> [Excerpts from a dataset]:
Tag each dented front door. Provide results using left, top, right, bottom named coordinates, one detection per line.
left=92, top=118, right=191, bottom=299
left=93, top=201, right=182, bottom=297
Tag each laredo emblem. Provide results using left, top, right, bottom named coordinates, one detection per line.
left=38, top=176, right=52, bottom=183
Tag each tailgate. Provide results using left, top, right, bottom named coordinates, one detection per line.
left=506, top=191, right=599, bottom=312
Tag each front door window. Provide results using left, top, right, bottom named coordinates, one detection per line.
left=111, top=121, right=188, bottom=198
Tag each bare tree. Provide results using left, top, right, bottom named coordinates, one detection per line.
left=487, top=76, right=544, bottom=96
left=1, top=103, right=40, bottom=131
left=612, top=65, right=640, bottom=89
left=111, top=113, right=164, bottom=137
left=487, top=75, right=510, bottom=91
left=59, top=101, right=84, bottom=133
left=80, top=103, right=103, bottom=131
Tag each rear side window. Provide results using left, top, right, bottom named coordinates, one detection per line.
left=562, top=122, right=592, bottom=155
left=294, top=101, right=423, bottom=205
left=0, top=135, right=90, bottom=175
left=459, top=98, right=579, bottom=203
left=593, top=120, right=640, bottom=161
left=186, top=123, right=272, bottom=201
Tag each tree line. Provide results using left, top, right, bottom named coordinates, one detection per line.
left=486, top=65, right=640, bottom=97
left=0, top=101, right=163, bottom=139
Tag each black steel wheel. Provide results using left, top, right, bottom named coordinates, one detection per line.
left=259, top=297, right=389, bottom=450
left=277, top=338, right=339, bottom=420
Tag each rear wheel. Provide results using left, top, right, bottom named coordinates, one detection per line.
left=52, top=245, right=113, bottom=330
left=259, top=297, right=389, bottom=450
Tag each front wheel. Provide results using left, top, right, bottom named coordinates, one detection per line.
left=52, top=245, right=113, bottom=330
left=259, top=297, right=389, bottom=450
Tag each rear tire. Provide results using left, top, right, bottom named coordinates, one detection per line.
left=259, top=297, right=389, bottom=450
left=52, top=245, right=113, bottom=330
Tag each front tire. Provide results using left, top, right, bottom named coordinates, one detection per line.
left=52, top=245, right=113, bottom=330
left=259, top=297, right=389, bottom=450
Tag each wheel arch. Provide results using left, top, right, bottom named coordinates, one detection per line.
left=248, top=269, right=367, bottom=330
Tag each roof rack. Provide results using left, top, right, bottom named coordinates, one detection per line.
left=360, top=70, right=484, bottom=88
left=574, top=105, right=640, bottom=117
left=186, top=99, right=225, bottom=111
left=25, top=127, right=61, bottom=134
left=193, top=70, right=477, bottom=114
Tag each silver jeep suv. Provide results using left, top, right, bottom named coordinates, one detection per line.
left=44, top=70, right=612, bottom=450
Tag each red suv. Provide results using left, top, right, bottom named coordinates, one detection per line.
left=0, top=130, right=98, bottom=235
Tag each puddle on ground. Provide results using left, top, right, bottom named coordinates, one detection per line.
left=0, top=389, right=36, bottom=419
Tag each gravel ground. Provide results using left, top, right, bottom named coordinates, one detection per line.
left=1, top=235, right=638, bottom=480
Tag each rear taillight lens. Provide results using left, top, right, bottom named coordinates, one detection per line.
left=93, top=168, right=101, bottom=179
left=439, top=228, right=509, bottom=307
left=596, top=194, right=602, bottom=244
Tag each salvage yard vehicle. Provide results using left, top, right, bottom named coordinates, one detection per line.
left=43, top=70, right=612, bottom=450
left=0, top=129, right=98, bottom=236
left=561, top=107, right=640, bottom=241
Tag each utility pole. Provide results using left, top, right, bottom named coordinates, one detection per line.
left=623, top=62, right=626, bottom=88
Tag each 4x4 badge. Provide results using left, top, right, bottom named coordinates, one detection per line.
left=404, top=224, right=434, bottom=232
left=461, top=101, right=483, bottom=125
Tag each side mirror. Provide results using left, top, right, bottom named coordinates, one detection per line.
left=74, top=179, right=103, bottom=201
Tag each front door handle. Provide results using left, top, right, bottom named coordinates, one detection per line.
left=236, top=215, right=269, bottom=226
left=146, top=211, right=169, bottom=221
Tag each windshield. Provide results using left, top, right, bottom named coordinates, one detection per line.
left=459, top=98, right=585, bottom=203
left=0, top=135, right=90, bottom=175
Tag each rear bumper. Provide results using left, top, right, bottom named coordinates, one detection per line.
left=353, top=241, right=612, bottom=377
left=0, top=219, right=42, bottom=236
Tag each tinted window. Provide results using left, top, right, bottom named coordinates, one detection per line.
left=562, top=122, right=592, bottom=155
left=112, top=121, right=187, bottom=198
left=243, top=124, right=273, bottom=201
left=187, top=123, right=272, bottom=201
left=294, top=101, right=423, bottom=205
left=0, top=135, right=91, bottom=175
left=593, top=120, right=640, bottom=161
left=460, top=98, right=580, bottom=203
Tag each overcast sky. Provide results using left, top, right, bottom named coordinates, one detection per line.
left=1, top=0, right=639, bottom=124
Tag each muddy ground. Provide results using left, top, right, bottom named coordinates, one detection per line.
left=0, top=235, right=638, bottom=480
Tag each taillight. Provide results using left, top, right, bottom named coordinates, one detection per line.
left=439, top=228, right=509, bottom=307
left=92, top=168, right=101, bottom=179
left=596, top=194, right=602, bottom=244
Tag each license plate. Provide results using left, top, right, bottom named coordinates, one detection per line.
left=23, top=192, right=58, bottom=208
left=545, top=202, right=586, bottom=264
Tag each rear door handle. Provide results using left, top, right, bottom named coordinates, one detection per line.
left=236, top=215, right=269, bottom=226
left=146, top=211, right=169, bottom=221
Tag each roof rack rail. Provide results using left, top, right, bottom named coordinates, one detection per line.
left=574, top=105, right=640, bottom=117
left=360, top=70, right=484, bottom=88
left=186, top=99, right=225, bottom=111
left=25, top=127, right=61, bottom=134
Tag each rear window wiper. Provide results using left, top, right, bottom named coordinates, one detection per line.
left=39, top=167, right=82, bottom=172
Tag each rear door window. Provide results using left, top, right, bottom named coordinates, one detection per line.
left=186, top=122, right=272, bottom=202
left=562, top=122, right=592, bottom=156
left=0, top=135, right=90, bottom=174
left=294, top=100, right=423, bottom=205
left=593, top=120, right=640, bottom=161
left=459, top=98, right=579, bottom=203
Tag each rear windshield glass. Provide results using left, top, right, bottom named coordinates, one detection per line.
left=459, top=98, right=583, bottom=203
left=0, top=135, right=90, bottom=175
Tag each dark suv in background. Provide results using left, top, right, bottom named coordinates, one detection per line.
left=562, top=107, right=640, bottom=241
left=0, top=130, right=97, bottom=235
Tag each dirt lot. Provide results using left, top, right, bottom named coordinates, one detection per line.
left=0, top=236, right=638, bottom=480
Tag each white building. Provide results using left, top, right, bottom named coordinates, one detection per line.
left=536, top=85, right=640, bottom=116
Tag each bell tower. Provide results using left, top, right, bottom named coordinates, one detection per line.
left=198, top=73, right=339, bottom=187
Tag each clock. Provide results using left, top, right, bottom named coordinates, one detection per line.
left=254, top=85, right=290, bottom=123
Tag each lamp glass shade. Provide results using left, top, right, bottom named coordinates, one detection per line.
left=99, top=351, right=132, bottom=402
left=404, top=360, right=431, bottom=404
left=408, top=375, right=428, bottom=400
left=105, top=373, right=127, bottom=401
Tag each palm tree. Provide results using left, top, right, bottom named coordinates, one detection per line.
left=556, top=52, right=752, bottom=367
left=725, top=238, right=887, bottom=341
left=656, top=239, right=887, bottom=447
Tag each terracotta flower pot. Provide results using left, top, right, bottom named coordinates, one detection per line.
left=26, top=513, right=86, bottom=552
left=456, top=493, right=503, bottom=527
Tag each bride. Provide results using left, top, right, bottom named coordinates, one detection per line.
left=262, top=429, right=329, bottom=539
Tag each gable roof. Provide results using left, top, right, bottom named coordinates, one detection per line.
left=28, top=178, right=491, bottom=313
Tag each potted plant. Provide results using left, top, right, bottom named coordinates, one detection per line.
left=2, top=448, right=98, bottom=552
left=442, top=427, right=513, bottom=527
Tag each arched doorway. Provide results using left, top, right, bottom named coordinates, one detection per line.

> [What the task asks]: Could you reproduce, exactly as written, the lines running from the one with "Tag each gable" to the end of the entries above?

> [Result below]:
Tag each gable roof. Provide results using left, top, right, bottom named coordinates, one detection per line.
left=28, top=178, right=491, bottom=313
Tag each potted plant. Provide results using left, top, right, bottom named coordinates, one detection per line.
left=2, top=448, right=98, bottom=552
left=442, top=427, right=513, bottom=527
Tag each arched doorway. Provide results using left, top, right, bottom named coordinates, one detection per line.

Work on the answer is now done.